SUPPLIED MATERIAL: Begin

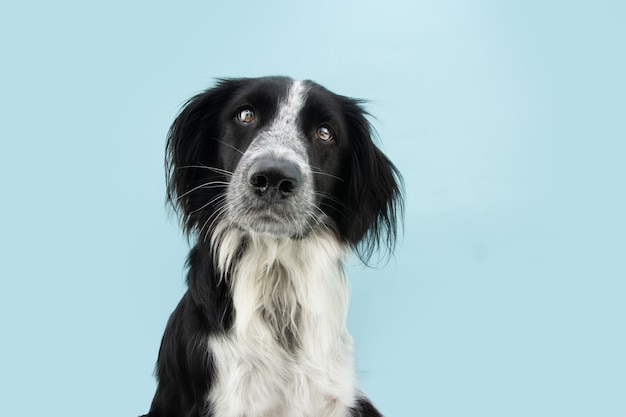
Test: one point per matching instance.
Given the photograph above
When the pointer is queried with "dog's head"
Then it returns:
(281, 157)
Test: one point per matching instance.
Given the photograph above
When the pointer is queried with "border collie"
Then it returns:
(276, 181)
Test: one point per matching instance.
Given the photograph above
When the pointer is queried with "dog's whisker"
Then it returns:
(333, 199)
(214, 169)
(327, 175)
(211, 184)
(208, 203)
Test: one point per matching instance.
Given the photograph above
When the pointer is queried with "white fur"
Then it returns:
(283, 139)
(257, 376)
(289, 353)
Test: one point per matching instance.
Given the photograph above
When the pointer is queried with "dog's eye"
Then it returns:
(324, 134)
(246, 115)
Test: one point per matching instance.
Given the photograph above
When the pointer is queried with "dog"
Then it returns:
(276, 182)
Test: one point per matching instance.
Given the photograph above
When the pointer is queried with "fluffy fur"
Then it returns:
(276, 182)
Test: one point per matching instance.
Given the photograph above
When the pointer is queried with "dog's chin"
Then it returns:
(274, 225)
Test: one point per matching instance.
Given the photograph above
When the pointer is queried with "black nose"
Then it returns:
(274, 178)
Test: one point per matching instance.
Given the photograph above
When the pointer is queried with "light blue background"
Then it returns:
(506, 296)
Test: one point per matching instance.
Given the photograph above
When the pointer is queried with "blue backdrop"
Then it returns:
(506, 296)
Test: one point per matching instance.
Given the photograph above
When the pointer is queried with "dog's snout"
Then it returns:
(274, 178)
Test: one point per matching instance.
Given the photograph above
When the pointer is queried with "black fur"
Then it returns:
(361, 198)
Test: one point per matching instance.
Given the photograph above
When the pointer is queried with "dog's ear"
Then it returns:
(191, 147)
(373, 190)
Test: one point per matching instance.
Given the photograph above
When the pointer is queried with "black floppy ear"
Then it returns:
(372, 192)
(191, 145)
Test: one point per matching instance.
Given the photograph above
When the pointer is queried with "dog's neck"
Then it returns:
(293, 289)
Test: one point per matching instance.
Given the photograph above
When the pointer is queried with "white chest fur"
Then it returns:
(289, 353)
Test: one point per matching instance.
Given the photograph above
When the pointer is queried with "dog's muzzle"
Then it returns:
(274, 179)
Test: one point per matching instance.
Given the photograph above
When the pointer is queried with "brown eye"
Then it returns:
(324, 134)
(246, 115)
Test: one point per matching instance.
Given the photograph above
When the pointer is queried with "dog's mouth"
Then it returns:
(274, 219)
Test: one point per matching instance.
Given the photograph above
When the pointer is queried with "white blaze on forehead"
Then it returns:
(285, 126)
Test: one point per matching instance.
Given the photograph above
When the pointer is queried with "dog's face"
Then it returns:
(280, 157)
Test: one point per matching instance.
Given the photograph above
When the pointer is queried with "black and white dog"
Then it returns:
(276, 182)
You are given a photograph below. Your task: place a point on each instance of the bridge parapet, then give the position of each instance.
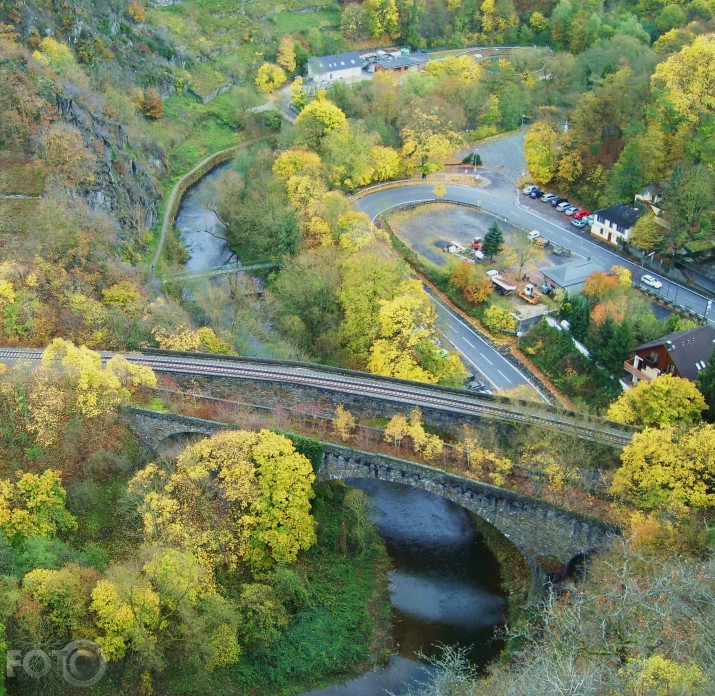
(536, 528)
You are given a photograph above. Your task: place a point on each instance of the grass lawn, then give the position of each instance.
(15, 215)
(21, 178)
(292, 22)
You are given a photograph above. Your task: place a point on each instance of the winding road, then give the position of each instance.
(515, 212)
(403, 392)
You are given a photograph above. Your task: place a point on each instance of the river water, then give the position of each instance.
(444, 586)
(200, 227)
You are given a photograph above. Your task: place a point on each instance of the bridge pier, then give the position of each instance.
(546, 536)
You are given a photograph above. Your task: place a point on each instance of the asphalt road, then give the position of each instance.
(478, 355)
(511, 208)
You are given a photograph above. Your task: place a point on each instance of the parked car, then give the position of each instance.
(651, 282)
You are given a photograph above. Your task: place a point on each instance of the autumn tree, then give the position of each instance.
(396, 430)
(319, 118)
(427, 141)
(34, 505)
(706, 386)
(152, 105)
(234, 498)
(540, 149)
(687, 77)
(269, 77)
(66, 156)
(647, 233)
(666, 401)
(669, 468)
(368, 277)
(343, 423)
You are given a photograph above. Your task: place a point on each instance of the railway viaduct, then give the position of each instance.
(540, 532)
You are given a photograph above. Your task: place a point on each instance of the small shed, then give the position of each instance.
(570, 276)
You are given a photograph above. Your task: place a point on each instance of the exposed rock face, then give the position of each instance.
(123, 187)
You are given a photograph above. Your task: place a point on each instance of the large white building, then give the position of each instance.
(343, 67)
(615, 224)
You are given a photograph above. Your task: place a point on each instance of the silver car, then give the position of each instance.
(651, 282)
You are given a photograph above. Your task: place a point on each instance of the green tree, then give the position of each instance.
(669, 468)
(493, 240)
(647, 233)
(706, 385)
(317, 120)
(269, 77)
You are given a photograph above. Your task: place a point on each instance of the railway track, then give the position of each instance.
(344, 381)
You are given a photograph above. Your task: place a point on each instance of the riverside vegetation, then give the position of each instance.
(98, 120)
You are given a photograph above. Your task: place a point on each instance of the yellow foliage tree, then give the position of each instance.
(234, 497)
(296, 161)
(33, 505)
(541, 152)
(317, 119)
(669, 468)
(93, 389)
(66, 156)
(269, 77)
(396, 430)
(54, 54)
(660, 676)
(667, 400)
(386, 161)
(286, 54)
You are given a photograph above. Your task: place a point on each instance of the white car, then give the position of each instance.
(651, 281)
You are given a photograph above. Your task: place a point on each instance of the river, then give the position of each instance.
(200, 227)
(444, 586)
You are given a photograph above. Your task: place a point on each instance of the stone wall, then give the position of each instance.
(539, 530)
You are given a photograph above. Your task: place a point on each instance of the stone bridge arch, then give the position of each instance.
(537, 529)
(154, 428)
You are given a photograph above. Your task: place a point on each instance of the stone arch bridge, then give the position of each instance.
(540, 532)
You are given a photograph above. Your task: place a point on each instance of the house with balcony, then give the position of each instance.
(682, 354)
(615, 223)
(324, 71)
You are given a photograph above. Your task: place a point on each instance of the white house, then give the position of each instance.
(343, 67)
(614, 224)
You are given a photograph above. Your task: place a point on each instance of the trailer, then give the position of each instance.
(502, 286)
(529, 294)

SUPPLIED MATERIAL: End

# TASK STATEMENT:
Restate the material above word for word, omitting the pictures.

# YOUR SOLUTION:
Test: one point per matching instance.
Given the photograph above
When the pointer is queried with "dog's head"
Then it returns:
(281, 157)
Test: one point per matching instance.
Given the photograph above
When the pointer is queried with "border collie"
Then it returns:
(276, 181)
Test: one point per matching instance.
Given the photograph above
When the pointer is queried with "dog's whisker"
Then it returns:
(333, 199)
(214, 169)
(327, 175)
(211, 184)
(208, 203)
Test: one point per matching instance.
Given the photograph above
When the pointer is queried with "white fur"
Then it returns:
(283, 139)
(257, 376)
(289, 353)
Test: one point per matching instance.
Given the photograph above
When the pointer is queried with "dog's eye"
Then it returns:
(324, 134)
(246, 115)
Test: one point per matching instance.
Given the photograph above
When the pointer is queried with "dog"
Then it returns:
(276, 182)
Test: one point per matching instance.
Given the photograph above
When the pointer is queried with "fluffy fur"
Then it returns:
(276, 182)
Test: one point per matching instance.
Given the photograph above
When the pointer is queried with "dog's chin"
Then it returns:
(274, 225)
Test: one point per matching instance.
Given the photograph above
When the pointer is queried with "black nose"
Then it returns:
(274, 178)
Test: one point per matching instance.
Given the photograph above
When the pointer is queried with "light blue background"
Then it returns:
(506, 296)
Test: one point per matching instance.
Given the photograph above
When the pointer is queried with "blue backdrop"
Then it returns:
(506, 296)
Test: one point per matching instance.
Given the photograph above
When the pointer is queried with "dog's snout"
Then it returns:
(274, 178)
Test: one point per matching instance.
Given the photograph above
When the pointer is queried with "black fur"
Then it returns:
(361, 198)
Test: one point per matching instance.
Given the photograph above
When the pointer is queried with "dog's ear"
Then it returns:
(191, 147)
(373, 190)
Test: one point per matching instance.
Given the photograph above
When the pointer is queried with "black floppy ear"
Then it returns:
(372, 192)
(191, 145)
Test: one point per matching instance.
Given the photograph above
When the pointer is queried with "dog's neck"
Then it returns:
(293, 289)
Test: one point per matching instance.
Given the photograph above
When the pointer is queried with "white chest fur"
Then it returns:
(289, 353)
Test: one point per matching instance.
Given the photograph above
When the pointer is queried with "dog's muzzle"
Then it returns:
(274, 179)
Test: one point per matching instance.
Given the photograph above
When the pointer is queried with "brown eye"
Then it returns:
(324, 134)
(246, 115)
Test: one point per matching instance.
Given the photograph above
When the pointer is queried with "dog's mouth"
Then it returns:
(274, 219)
Test: one point per matching instance.
Given the photograph above
When the pointer is queried with "white blaze on forehead"
Then it returns:
(285, 126)
Test: one point per matching instance.
Given the photograph above
When the pointer is queried with "dog's face"
Then it returns:
(280, 157)
Test: one point per matching instance.
Given the photograph above
When the pointer is queried with "black and white dog"
Then it returns:
(276, 182)
You are given a photograph below. Your task: place a point on each instance of the bridge parapet, then give the position of each instance.
(536, 528)
You are given a photograph above. Your task: place a point on each instance of the grass lawn, then give the position of each instance.
(15, 215)
(21, 178)
(292, 22)
You are given a photograph above. Your task: place a point on each instance of the winding road, then give the position of each instance.
(515, 212)
(403, 392)
You are given a photograph above. Your task: place a point on each instance of the river water, then give the position of each instance.
(444, 586)
(200, 227)
You are given a photograph above. Your task: place a point on each instance of the bridge pier, then give the position of each instance.
(546, 536)
You are given a photograph above. Your task: place a point on each instance of the asphalt road, then give the position of each instance.
(478, 355)
(511, 208)
You are given a photograph above. Your task: place a point on each instance of the parked car, then give the position of each instance.
(651, 282)
You are given a photograph above. Your task: place a point on each instance of the autumn tree, then give the position of each instance.
(396, 430)
(319, 118)
(427, 141)
(34, 505)
(706, 386)
(152, 105)
(234, 498)
(540, 149)
(687, 77)
(269, 77)
(66, 156)
(647, 233)
(666, 401)
(669, 468)
(368, 277)
(343, 423)
You are given a photograph above. Your task: place a point on each instance of the railway viaduct, then give the position of each instance.
(540, 532)
You are given a photograph above. Your task: place a point on each instance of the small shed, then give the position of each instance.
(570, 276)
You are given a photograph above. Your task: place a point on each instance of the exposed rock face, then give the position of each instance.
(123, 187)
You are given a photograph above. Your task: place a point on each instance of the large white building, then give the position of each instance.
(343, 67)
(615, 224)
You are given a photograph above. Your task: place a point on each instance of the silver car, then give the position of each instance.
(651, 282)
You are given a photograph above. Your task: place a point on each instance of the green tree, then give the position of each instance.
(669, 468)
(493, 240)
(647, 233)
(706, 385)
(317, 120)
(269, 77)
You are given a photograph above. Your task: place a point on each instance of the railway track, then give the position of each instance.
(344, 381)
You are given a photograph above. Your task: place a point on each instance of the riverside vegetation, then give the position of each instance.
(98, 120)
You are given a photograph above. Your task: place a point on each instance of the yellow foliage tree, then give the position of each instance.
(234, 497)
(296, 161)
(33, 505)
(541, 152)
(317, 119)
(669, 468)
(93, 389)
(66, 156)
(269, 77)
(396, 430)
(54, 54)
(660, 676)
(667, 400)
(386, 161)
(286, 54)
You are given a photograph above. Your task: place a point on each instance of the white car, then give the position of each instance.
(651, 281)
You are given a photograph above. Your task: place a point on each instance of the river, then give the position of each instance.
(200, 227)
(444, 586)
You are given a photograph above. Your task: place a point on each instance of the stone wall, then give the position of each instance.
(539, 530)
You are given a photograph above. Your task: place a point on each instance of the stone bridge arch, then give the position of each instance.
(537, 529)
(154, 428)
You are given a photograph above. Your task: place a point on each instance of the stone arch bridge, then give the position of each instance.
(540, 532)
You are given a photograph above. Your task: place a point on each instance of the house with balcony, then give the position of each instance.
(682, 354)
(615, 223)
(324, 71)
You are given a photograph above. Your task: place a point on each instance of the white house, then give the position of each instance.
(343, 67)
(614, 224)
You are given a photograph above. Your task: place a point on each instance of the trailer, then give the position of each instance.
(502, 286)
(529, 294)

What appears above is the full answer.